What is needed: Copy out the entries below, putting "Sample output" wherever "Example output" appears and leaving everything else unchanged.

============================================================

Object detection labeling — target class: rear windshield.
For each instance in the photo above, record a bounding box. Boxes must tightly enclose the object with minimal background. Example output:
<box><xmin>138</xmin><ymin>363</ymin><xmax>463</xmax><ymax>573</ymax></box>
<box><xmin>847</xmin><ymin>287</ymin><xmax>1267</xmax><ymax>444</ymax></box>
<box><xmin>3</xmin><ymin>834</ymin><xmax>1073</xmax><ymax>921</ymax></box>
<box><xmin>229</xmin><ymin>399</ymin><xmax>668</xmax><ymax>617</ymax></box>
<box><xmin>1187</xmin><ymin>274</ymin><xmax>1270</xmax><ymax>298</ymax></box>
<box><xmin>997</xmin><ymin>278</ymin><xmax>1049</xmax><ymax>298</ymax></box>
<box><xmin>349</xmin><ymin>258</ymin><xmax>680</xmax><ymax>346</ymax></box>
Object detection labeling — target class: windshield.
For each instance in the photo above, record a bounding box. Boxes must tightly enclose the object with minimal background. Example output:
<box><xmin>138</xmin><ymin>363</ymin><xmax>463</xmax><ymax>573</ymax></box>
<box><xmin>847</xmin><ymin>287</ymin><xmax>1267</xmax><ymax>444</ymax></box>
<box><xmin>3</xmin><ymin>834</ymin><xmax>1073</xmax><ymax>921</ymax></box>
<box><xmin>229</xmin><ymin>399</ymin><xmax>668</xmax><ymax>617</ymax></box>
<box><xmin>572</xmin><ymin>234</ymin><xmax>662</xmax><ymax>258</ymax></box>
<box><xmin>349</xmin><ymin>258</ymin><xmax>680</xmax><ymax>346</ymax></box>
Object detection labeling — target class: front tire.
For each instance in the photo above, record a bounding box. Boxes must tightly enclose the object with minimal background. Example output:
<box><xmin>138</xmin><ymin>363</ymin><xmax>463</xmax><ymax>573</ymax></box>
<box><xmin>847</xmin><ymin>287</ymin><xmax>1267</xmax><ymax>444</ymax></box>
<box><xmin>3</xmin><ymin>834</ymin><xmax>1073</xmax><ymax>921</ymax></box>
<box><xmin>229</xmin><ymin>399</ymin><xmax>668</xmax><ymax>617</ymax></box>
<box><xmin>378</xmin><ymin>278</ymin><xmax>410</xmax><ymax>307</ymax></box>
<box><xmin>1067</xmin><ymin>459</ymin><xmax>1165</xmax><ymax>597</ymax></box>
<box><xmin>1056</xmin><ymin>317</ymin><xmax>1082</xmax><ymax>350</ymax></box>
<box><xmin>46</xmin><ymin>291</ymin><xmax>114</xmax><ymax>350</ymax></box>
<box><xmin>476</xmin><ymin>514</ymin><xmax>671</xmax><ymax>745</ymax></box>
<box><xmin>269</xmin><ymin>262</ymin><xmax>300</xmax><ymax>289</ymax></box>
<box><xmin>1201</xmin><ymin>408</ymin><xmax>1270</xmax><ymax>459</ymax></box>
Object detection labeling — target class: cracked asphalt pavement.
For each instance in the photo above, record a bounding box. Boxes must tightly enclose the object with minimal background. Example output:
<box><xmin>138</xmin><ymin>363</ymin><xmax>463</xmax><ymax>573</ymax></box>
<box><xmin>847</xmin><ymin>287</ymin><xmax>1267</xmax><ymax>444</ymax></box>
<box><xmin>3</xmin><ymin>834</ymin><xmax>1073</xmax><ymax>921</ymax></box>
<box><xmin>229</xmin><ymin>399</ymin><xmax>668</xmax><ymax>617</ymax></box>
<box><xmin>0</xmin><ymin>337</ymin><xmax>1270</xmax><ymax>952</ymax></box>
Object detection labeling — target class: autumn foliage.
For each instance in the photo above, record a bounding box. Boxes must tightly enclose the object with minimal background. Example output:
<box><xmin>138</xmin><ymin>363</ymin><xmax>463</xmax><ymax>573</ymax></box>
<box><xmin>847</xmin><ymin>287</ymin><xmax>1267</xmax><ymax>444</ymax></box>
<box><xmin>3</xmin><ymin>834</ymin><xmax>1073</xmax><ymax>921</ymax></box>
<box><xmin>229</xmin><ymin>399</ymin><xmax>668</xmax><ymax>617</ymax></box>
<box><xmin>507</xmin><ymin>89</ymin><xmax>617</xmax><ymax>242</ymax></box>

============================================================

Exercise result:
Object detection labeling — target class: rear windshield.
For each instance in the photo above, record a bounding box. Boxes must tightly enclose the object with minimal background. Sample output:
<box><xmin>138</xmin><ymin>363</ymin><xmax>463</xmax><ymax>573</ymax></box>
<box><xmin>847</xmin><ymin>287</ymin><xmax>1267</xmax><ymax>444</ymax></box>
<box><xmin>3</xmin><ymin>834</ymin><xmax>1073</xmax><ymax>921</ymax></box>
<box><xmin>229</xmin><ymin>399</ymin><xmax>668</xmax><ymax>617</ymax></box>
<box><xmin>1187</xmin><ymin>274</ymin><xmax>1270</xmax><ymax>298</ymax></box>
<box><xmin>997</xmin><ymin>278</ymin><xmax>1049</xmax><ymax>298</ymax></box>
<box><xmin>349</xmin><ymin>258</ymin><xmax>680</xmax><ymax>346</ymax></box>
Object detection labeling — target class: windshield.
For each instance in the photo above, record a bounding box. Boxes must tightly enclose the object with minimal background. Sample output:
<box><xmin>138</xmin><ymin>363</ymin><xmax>463</xmax><ymax>573</ymax></box>
<box><xmin>847</xmin><ymin>287</ymin><xmax>1267</xmax><ymax>444</ymax></box>
<box><xmin>3</xmin><ymin>834</ymin><xmax>1073</xmax><ymax>921</ymax></box>
<box><xmin>229</xmin><ymin>399</ymin><xmax>668</xmax><ymax>617</ymax></box>
<box><xmin>572</xmin><ymin>234</ymin><xmax>662</xmax><ymax>258</ymax></box>
<box><xmin>349</xmin><ymin>258</ymin><xmax>680</xmax><ymax>346</ymax></box>
Object detection labeling — target class: front tire.
For each instance in the photo above, record a bounding box. Boxes must tightly enclose the object with minimal background. Sample output:
<box><xmin>138</xmin><ymin>363</ymin><xmax>463</xmax><ymax>573</ymax></box>
<box><xmin>847</xmin><ymin>287</ymin><xmax>1267</xmax><ymax>444</ymax></box>
<box><xmin>3</xmin><ymin>834</ymin><xmax>1073</xmax><ymax>921</ymax></box>
<box><xmin>229</xmin><ymin>399</ymin><xmax>668</xmax><ymax>617</ymax></box>
<box><xmin>378</xmin><ymin>278</ymin><xmax>410</xmax><ymax>307</ymax></box>
<box><xmin>1067</xmin><ymin>459</ymin><xmax>1165</xmax><ymax>597</ymax></box>
<box><xmin>1056</xmin><ymin>317</ymin><xmax>1082</xmax><ymax>350</ymax></box>
<box><xmin>46</xmin><ymin>291</ymin><xmax>114</xmax><ymax>350</ymax></box>
<box><xmin>476</xmin><ymin>514</ymin><xmax>671</xmax><ymax>745</ymax></box>
<box><xmin>269</xmin><ymin>262</ymin><xmax>300</xmax><ymax>289</ymax></box>
<box><xmin>1201</xmin><ymin>408</ymin><xmax>1270</xmax><ymax>459</ymax></box>
Object detection labeling — target class: cracked asphalt pavement.
For each instance in the photo above, record a bounding box. Boxes must tightly enclose the object with minimal background. Sample output:
<box><xmin>138</xmin><ymin>363</ymin><xmax>463</xmax><ymax>573</ymax></box>
<box><xmin>847</xmin><ymin>287</ymin><xmax>1267</xmax><ymax>444</ymax></box>
<box><xmin>3</xmin><ymin>834</ymin><xmax>1073</xmax><ymax>921</ymax></box>
<box><xmin>229</xmin><ymin>399</ymin><xmax>668</xmax><ymax>617</ymax></box>
<box><xmin>0</xmin><ymin>337</ymin><xmax>1270</xmax><ymax>952</ymax></box>
Object detection labeling — target class: autumn foliage.
For each instance in the photo above, record a bounding box. Boxes must tightly enclose the object with minimal background. Sample output:
<box><xmin>138</xmin><ymin>363</ymin><xmax>463</xmax><ymax>573</ymax></box>
<box><xmin>847</xmin><ymin>287</ymin><xmax>1267</xmax><ymax>444</ymax></box>
<box><xmin>3</xmin><ymin>834</ymin><xmax>1073</xmax><ymax>921</ymax></box>
<box><xmin>229</xmin><ymin>399</ymin><xmax>668</xmax><ymax>617</ymax></box>
<box><xmin>507</xmin><ymin>89</ymin><xmax>617</xmax><ymax>242</ymax></box>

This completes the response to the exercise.